Nothing in the records should change; write them all out exactly.

::::

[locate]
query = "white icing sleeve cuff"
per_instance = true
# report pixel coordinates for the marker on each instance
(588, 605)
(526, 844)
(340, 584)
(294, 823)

::::

Answer to the problem ::
[locate]
query = "white icing sleeve cuff"
per_instance = true
# report pixel coordinates for the marker on each instance
(588, 605)
(526, 844)
(340, 584)
(294, 823)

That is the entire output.